TASK TO CARRY OUT: Begin at the line that contains "detect yellow flower." and stop after the last line of the data. Rewrite every line in that span, adding 18 to each bounding box coordinate.

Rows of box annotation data
★ ★ ★ ★ ★

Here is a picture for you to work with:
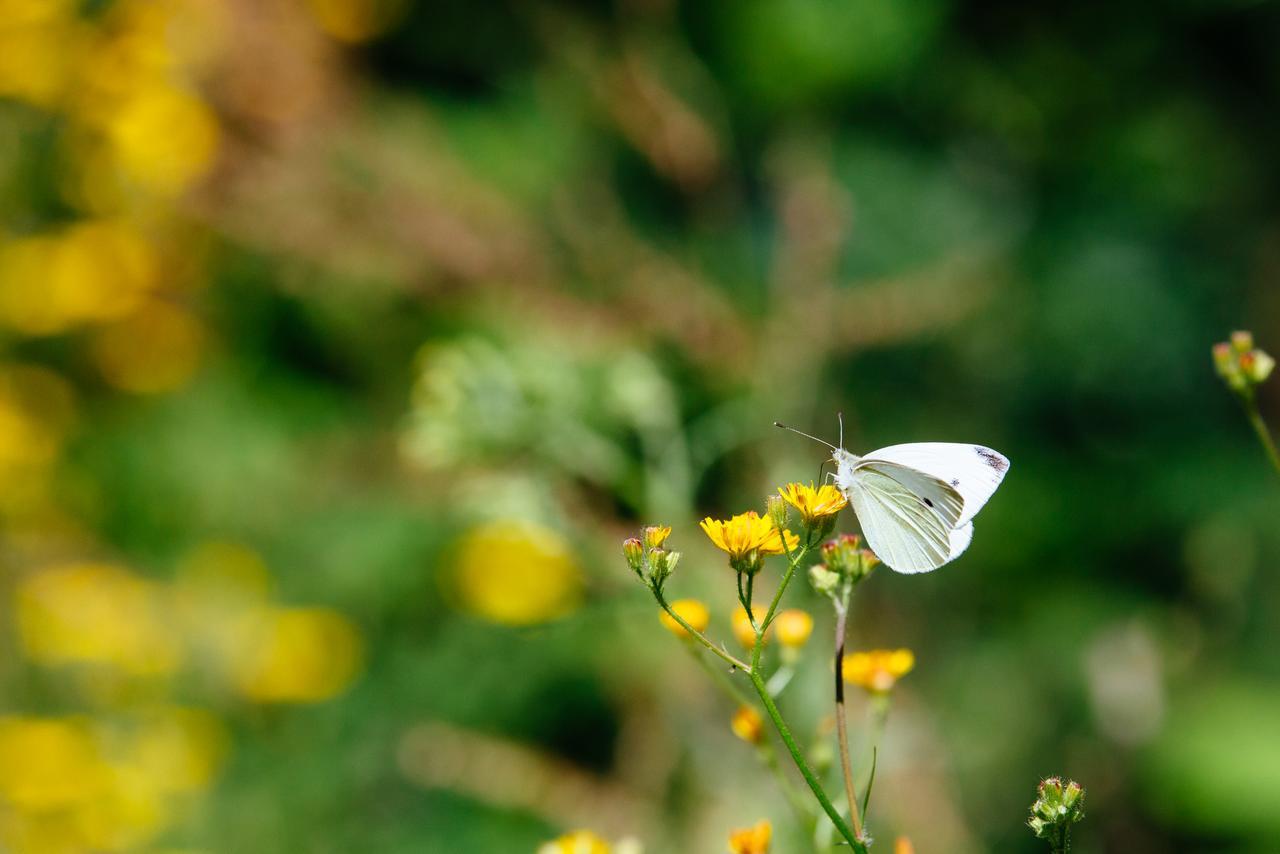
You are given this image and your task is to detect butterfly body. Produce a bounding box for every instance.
[832,442,1009,574]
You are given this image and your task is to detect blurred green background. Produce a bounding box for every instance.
[0,0,1280,854]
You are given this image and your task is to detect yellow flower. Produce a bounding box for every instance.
[538,830,609,854]
[730,606,764,649]
[700,510,800,563]
[778,483,849,528]
[773,608,813,649]
[728,705,764,744]
[841,649,915,694]
[453,520,582,626]
[658,599,712,638]
[728,818,773,854]
[232,608,364,703]
[644,525,671,548]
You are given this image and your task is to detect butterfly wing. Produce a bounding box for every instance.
[861,442,1009,526]
[846,466,972,574]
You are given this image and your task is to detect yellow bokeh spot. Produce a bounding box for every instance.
[14,563,182,676]
[108,85,218,195]
[0,365,74,468]
[0,219,157,335]
[92,302,205,394]
[307,0,406,42]
[0,7,84,109]
[538,830,609,854]
[453,521,582,626]
[0,717,108,812]
[233,608,364,703]
[129,708,228,793]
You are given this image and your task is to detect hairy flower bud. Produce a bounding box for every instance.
[1027,777,1084,850]
[622,536,644,577]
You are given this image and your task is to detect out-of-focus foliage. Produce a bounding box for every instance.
[0,0,1280,854]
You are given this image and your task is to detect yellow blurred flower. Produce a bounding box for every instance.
[0,717,109,812]
[538,830,611,854]
[307,0,407,42]
[644,525,671,548]
[232,608,364,703]
[14,563,183,676]
[841,649,915,694]
[0,219,156,335]
[700,510,800,562]
[728,705,764,744]
[0,365,74,468]
[778,483,849,528]
[92,302,205,394]
[0,0,84,109]
[453,521,582,626]
[728,818,773,854]
[128,707,229,793]
[108,83,219,196]
[773,608,813,649]
[658,599,712,638]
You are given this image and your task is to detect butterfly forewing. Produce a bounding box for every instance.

★ ★ ★ ★ ★

FULL ANSWER:
You are given this image and your task is to detect yellow flower. Produce a bounding box for every instance.
[556,848,627,872]
[748,624,782,667]
[718,528,818,581]
[796,501,867,546]
[791,626,831,667]
[746,723,782,762]
[859,667,933,712]
[471,538,600,644]
[676,617,730,656]
[746,836,791,872]
[250,626,382,721]
[662,543,689,566]
You are given this image and your task is to detect butterfly wing. Produce a bounding box for every instance.
[879,460,1027,544]
[864,484,990,592]
You are given this image and your task is to detect yellow bokeh spot. Produce a bounding box for every instance.
[32,581,200,694]
[126,103,236,213]
[18,383,92,486]
[18,237,175,353]
[110,320,223,412]
[325,18,424,60]
[18,25,102,127]
[556,848,627,872]
[471,539,600,644]
[18,735,126,830]
[251,626,382,721]
[147,726,246,811]
You are given this image and your task is to detect hairy flower bud. Produce a bounding box for every instance.
[1045,795,1102,868]
[640,554,662,595]
You are given this image and your task is to detect out-of-focus foliage. Produce a bounding box for every instance.
[18,18,1298,872]
You are given this image and your task is to detect yellow blurred flower. Produce a bounding box for every instance.
[18,735,127,830]
[556,848,629,872]
[325,18,425,60]
[662,543,689,566]
[250,626,382,721]
[32,581,201,694]
[859,667,933,712]
[18,237,174,353]
[718,528,818,580]
[746,723,782,762]
[18,383,92,486]
[796,501,867,546]
[110,320,223,412]
[18,18,102,127]
[471,539,600,644]
[746,836,791,872]
[146,725,247,811]
[126,101,237,214]
[791,626,831,667]
[676,617,730,656]
You are given this image and your task is to detect butterfly forewing. Produce a bounding box for every instance.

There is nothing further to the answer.